(PAGE TEXT begins)

Synchronization between oviposition rhythm of S. frugiperda and release rhythm of (Z)-3-hexenyl-acetate

To further verify the association between (Z)-3-hexenyl-acetate and the oviposition by female S. frugiperda adults, whether a correlation exists between the timing of oviposition peaks and the release pattern of (Z)-3-hexenyl-acetate was then investigated. The oviposition pattern by females was shown in Fig. 5A: 2-days-old S. frugiperda began laying eggs at 16:00 and stopped laying eggs after 06:00, with the number of egg masses peaked at 02:00. Additionally, the 3-days-old female S. frugiperda laid more eggs than the 2-day-old female S. frugiperda. Figure 5B and C displayed the emission pattern of (Z)-3-hexenyl-acetate every 2 h over a 24-h period. The production rate of (Z)-3-hexenyl-acetate peaked around 02:00, which was in coincidence with the peak time of oviposition.

Fig. 5
figure 5

Time courses for oviposition by S. frugiperda females and release of (Z)-3-hexenyl-acetate by maize. A Oviposition by female S. frugiperda adults recorded every 2 h during a 48-h period. B Emissions of (Z)-3-hexenyl-acetate by maize seedlings over a 24-h collection period. C (Z)-3-hexenyl-acetate emission from maize over time. Comparisons between groups were made using ANOVA followed by Tukey’s test, n = 3. Error bars represent the SEM. Different letters above the error bars indicated a significant difference at the 0.05 level, the detailed data can be found in the “ Availability of Data and Materials”

Field-trapping experiment

The effects of individual VOCs on the capture of S. frugiperda adults and the oviposition of female S. frugiperda adults were investigated in the field (Fig. 6A). Thirteen tested VOCs attracted significantly more S. frugiperda than the blank. Notably, (Z)-3-hexenyl-acetate baited trap captured the highest number of S. frugiperda adults (Fig. 6B). Furthermore, the number of egg masses in (Z)-3-hexenyl-acetate-baited traps was significantly higher than that in all other compound-baited traps (Fig. 6C). These results preliminarily verified that (Z)-3-hexenyl-acetate was able to attract S. frugiperda and stimulate females to oviposit in the field. These results preliminarily verified the role of (Z)-3-hexenyl-acetate in trapping S. frugiperda and stimulating oviposition in the field. Further extensive field-trapping experiments (multiple locations and years) are required to confirm the patterns.

(PAGE TEXT ends)
(DATASET begins)

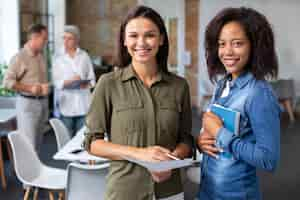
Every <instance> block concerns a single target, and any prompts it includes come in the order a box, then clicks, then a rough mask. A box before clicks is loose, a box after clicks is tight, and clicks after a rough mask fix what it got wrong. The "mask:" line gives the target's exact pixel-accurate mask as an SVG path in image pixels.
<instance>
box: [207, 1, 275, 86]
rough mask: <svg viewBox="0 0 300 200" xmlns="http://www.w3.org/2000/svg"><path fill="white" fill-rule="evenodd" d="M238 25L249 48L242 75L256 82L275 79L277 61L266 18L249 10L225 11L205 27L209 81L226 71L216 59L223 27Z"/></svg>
mask: <svg viewBox="0 0 300 200" xmlns="http://www.w3.org/2000/svg"><path fill="white" fill-rule="evenodd" d="M233 21H234V22H238V23H239V24H240V25H241V26H242V27H243V29H244V31H245V33H246V36H247V37H248V39H249V41H250V44H251V53H250V57H249V60H248V63H247V65H246V68H245V69H246V71H250V72H252V74H253V75H254V77H255V78H256V79H260V80H263V79H266V78H276V77H277V74H278V61H277V55H276V52H275V44H274V34H273V31H272V28H271V25H270V24H269V22H268V20H267V19H266V17H265V16H264V15H262V14H260V13H259V12H257V11H256V10H254V9H251V8H245V7H240V8H225V9H223V10H221V11H220V12H219V13H218V14H217V15H216V16H215V17H214V18H213V19H212V20H211V21H210V23H209V24H208V25H207V27H206V31H205V56H206V62H207V69H208V74H209V78H210V80H211V81H212V82H214V81H216V80H217V75H219V74H221V75H225V74H226V70H225V67H224V66H223V64H222V63H221V61H220V59H219V57H218V39H219V35H220V32H221V30H222V28H223V26H224V25H226V24H228V23H229V22H233Z"/></svg>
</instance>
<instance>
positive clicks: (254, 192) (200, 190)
mask: <svg viewBox="0 0 300 200" xmlns="http://www.w3.org/2000/svg"><path fill="white" fill-rule="evenodd" d="M205 49H206V61H207V67H208V72H209V76H210V79H211V80H215V78H216V77H217V76H218V75H222V76H223V78H222V79H221V80H219V81H217V85H216V90H215V92H214V94H213V97H212V100H211V104H214V103H216V104H219V105H222V106H224V107H227V108H231V109H233V110H236V111H238V112H240V121H239V133H238V134H237V135H235V134H234V133H232V132H230V131H229V130H228V129H226V128H225V127H224V126H223V123H222V120H221V119H220V118H219V117H218V116H217V115H215V114H213V113H212V112H206V113H205V114H204V116H203V131H201V133H200V135H199V136H198V147H199V149H200V150H201V151H202V152H203V161H202V163H201V165H202V168H201V169H202V170H201V173H202V176H201V184H200V193H199V199H201V200H217V199H223V200H245V199H255V200H259V199H261V198H262V197H261V192H260V190H259V181H258V177H257V175H256V170H257V169H261V170H266V171H274V170H275V168H276V166H277V165H278V162H279V157H280V155H279V154H280V113H281V109H280V106H279V104H278V101H277V98H276V97H275V95H274V92H273V91H272V88H271V86H270V84H269V83H268V82H267V81H266V79H267V78H272V77H273V78H274V77H276V76H277V73H278V63H277V56H276V53H275V48H274V36H273V31H272V29H271V26H270V24H269V22H268V21H267V19H266V17H265V16H263V15H262V14H260V13H259V12H257V11H256V10H254V9H251V8H244V7H241V8H226V9H224V10H222V11H220V12H219V13H218V14H217V15H216V16H215V17H214V18H213V19H212V20H211V21H210V23H209V24H208V26H207V28H206V33H205ZM228 153H229V154H228Z"/></svg>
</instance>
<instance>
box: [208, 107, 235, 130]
mask: <svg viewBox="0 0 300 200" xmlns="http://www.w3.org/2000/svg"><path fill="white" fill-rule="evenodd" d="M210 111H211V112H213V113H214V114H216V115H217V116H218V117H219V118H220V119H222V121H223V126H224V128H226V129H227V130H229V131H230V132H232V133H234V134H235V135H238V134H239V123H240V112H238V111H235V110H233V109H230V108H226V107H224V106H221V105H219V104H212V105H211V106H210Z"/></svg>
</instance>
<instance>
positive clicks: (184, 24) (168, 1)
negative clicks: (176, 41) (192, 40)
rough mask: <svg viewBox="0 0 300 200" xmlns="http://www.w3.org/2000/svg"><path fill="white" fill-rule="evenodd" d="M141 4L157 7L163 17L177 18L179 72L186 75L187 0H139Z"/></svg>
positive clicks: (183, 74)
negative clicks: (186, 25)
mask: <svg viewBox="0 0 300 200" xmlns="http://www.w3.org/2000/svg"><path fill="white" fill-rule="evenodd" d="M138 3H139V4H142V5H146V6H149V7H151V8H153V9H155V10H156V11H157V12H158V13H159V14H160V15H161V16H162V17H163V18H165V19H168V18H177V20H178V21H177V22H178V26H177V34H178V37H177V47H178V48H177V49H178V50H177V61H178V66H177V67H178V68H177V69H178V74H179V75H181V76H183V75H184V55H185V1H184V0H163V1H162V0H139V1H138Z"/></svg>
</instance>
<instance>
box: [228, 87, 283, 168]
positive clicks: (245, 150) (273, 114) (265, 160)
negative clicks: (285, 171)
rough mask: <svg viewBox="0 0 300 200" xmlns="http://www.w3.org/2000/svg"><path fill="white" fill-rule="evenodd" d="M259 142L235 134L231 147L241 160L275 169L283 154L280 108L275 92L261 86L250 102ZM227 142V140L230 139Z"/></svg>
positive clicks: (256, 134)
mask: <svg viewBox="0 0 300 200" xmlns="http://www.w3.org/2000/svg"><path fill="white" fill-rule="evenodd" d="M246 109H247V113H248V114H249V120H250V124H251V128H252V132H253V134H254V135H255V138H256V141H255V143H253V142H250V141H245V140H244V139H243V138H242V137H233V138H232V140H231V142H227V143H229V144H230V149H231V151H232V153H233V155H234V156H235V157H236V158H237V159H241V160H244V161H245V162H247V163H249V164H251V165H253V166H255V167H257V168H260V169H264V170H268V171H273V170H274V169H275V168H276V166H277V164H278V161H279V157H280V113H281V111H280V107H279V105H278V102H277V99H276V98H275V96H274V95H273V94H272V92H271V91H270V90H268V89H266V88H262V89H260V90H259V91H258V92H256V93H255V94H254V95H253V96H252V98H250V100H249V101H248V102H247V104H246ZM226 141H227V140H226Z"/></svg>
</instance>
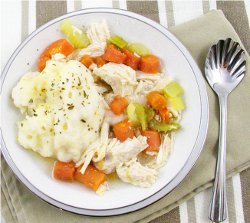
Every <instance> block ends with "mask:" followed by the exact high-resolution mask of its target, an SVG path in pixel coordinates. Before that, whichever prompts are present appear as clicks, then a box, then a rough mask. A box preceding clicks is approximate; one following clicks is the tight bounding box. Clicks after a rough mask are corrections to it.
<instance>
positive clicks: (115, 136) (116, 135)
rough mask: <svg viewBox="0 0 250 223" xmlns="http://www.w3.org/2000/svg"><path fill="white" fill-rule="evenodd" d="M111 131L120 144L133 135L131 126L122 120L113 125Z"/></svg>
mask: <svg viewBox="0 0 250 223" xmlns="http://www.w3.org/2000/svg"><path fill="white" fill-rule="evenodd" d="M113 131H114V134H115V137H116V138H117V139H119V140H120V141H121V142H124V141H125V140H126V139H128V138H133V137H134V135H135V134H134V131H133V129H132V124H131V122H129V121H128V120H123V121H121V122H118V123H117V124H115V125H114V128H113Z"/></svg>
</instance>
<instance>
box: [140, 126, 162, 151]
mask: <svg viewBox="0 0 250 223" xmlns="http://www.w3.org/2000/svg"><path fill="white" fill-rule="evenodd" d="M142 135H143V136H146V137H147V143H148V147H147V148H146V149H145V150H144V151H145V152H149V151H150V152H157V151H158V150H159V146H160V145H161V137H160V134H159V132H157V131H153V130H145V131H142Z"/></svg>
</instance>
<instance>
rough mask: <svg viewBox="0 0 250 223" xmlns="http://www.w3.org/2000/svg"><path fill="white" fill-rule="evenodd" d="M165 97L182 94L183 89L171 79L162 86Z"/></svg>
mask: <svg viewBox="0 0 250 223" xmlns="http://www.w3.org/2000/svg"><path fill="white" fill-rule="evenodd" d="M163 93H164V95H165V96H166V97H177V96H180V95H182V94H183V89H182V87H181V86H180V85H179V83H178V82H176V81H172V82H170V83H169V84H167V85H166V86H165V87H164V88H163Z"/></svg>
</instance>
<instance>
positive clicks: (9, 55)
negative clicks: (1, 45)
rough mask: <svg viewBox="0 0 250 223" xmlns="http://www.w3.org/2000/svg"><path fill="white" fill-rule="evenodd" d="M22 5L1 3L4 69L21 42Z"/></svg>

(DATASET ends)

** INSTRUCTIONS FOR THE TASK **
Using the text on S. frugiperda egg laying and (Z)-3-hexenyl-acetate, say whether each statement agrees with it: (a) 2-day-old females started laying eggs at 16:00; (b) 2-day-old females laid more eggs than 3-day-old females; (c) thirteen tested VOCs drew significantly more S. frugiperda than the blank. Give yes or no for each, with the deciding words quoted exactly.

** YOUR SOLUTION **
(a) Yes: "2-days-old S. frugiperda began laying eggs at 16:00"
(b) No: "the 3-days-old female S. frugiperda laid more eggs than the 2-day-old female S. frugiperda"
(c) Yes: "Thirteen tested VOCs attracted significantly more S. frugiperda than the blank"